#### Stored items
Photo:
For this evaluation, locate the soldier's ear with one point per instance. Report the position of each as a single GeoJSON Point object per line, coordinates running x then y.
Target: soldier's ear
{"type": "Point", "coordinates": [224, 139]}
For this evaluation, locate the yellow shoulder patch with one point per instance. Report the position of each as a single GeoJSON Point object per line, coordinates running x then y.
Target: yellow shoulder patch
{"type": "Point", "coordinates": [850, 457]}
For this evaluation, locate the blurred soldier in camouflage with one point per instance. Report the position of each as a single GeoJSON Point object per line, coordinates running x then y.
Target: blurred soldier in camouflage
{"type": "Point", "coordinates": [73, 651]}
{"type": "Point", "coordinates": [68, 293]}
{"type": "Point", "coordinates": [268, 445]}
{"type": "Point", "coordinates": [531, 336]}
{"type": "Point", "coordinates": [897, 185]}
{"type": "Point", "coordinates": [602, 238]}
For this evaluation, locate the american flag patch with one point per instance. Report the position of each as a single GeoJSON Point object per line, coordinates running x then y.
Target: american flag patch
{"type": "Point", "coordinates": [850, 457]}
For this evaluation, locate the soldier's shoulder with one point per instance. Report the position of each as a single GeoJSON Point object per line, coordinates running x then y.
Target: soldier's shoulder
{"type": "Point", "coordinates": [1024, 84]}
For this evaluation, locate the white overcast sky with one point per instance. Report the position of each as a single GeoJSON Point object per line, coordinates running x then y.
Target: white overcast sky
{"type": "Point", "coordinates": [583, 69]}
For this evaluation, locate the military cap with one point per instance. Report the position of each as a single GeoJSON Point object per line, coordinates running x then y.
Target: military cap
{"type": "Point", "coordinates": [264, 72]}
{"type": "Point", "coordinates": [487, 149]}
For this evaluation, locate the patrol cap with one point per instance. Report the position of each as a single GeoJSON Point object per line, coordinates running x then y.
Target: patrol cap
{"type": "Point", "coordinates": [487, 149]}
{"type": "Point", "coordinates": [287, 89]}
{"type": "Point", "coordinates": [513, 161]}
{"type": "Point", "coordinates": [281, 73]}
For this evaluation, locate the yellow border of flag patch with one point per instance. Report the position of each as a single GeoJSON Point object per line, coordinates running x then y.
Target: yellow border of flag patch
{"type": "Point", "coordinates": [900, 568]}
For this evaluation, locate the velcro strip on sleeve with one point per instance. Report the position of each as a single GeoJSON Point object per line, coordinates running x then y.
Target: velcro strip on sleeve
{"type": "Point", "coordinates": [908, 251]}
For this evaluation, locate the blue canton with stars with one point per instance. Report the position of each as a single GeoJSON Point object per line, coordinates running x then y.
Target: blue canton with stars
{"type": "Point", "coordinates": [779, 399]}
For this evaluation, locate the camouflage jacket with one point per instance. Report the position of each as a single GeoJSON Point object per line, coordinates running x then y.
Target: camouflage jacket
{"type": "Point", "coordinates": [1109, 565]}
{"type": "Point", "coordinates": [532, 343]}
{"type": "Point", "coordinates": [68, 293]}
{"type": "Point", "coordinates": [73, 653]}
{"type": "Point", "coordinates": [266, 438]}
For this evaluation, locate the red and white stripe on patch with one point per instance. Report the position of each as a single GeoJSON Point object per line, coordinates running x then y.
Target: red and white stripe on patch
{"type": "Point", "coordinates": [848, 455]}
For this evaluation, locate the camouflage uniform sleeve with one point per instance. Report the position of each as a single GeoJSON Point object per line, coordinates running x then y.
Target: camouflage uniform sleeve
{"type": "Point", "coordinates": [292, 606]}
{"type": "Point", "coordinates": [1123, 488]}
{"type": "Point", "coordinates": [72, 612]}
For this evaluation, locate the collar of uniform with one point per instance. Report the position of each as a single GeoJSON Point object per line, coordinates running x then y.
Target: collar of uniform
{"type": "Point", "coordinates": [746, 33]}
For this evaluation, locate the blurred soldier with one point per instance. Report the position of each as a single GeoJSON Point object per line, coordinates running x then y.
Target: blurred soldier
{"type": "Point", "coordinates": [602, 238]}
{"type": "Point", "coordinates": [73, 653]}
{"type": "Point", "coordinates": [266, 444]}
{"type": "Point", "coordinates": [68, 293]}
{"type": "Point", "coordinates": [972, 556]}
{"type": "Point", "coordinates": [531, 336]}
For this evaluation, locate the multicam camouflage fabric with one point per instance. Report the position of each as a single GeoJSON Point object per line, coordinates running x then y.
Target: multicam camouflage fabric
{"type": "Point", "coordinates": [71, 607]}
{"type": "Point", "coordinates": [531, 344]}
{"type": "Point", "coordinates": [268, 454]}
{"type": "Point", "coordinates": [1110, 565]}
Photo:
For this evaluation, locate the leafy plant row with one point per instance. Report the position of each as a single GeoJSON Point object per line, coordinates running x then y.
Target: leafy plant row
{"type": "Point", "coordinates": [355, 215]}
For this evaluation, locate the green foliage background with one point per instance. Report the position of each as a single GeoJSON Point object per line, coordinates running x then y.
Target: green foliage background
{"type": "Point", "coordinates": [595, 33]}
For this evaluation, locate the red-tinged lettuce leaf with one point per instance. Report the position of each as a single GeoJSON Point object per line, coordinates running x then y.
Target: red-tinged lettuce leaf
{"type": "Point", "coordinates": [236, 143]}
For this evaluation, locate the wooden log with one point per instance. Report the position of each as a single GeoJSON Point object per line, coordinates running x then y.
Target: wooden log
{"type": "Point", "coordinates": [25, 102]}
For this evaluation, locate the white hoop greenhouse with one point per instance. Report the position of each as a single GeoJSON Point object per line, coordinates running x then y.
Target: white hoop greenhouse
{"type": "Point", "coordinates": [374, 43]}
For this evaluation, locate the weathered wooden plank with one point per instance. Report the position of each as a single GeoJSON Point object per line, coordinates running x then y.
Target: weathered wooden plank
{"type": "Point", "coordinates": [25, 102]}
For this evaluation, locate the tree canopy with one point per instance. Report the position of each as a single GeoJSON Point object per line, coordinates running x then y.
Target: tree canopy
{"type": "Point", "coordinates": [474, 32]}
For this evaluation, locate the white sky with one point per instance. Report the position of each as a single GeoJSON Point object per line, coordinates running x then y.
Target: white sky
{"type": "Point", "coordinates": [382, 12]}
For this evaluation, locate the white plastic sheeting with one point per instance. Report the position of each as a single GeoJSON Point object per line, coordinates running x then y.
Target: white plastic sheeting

#### WHAT IS ASKED
Reproduce the records from the line containing "For this evaluation, locate the white sky" through the end of the records, including the requests, and multiply each point coordinate value by 1.7, rounding to whole numbers with halves rounded up. Leave the numbers in the requests and their format descriptions unchanged.

#### ANSWER BELOW
For this evaluation, locate the white sky with one point per instance. Report the position of each as a single GeoJSON Point object per line, coordinates running x then y.
Target: white sky
{"type": "Point", "coordinates": [649, 20]}
For this evaluation, locate the white plastic sheeting with one point per instance. Report the position of each as a single GeoJSON Point object per line, coordinates running x then y.
Target: white plastic sheeting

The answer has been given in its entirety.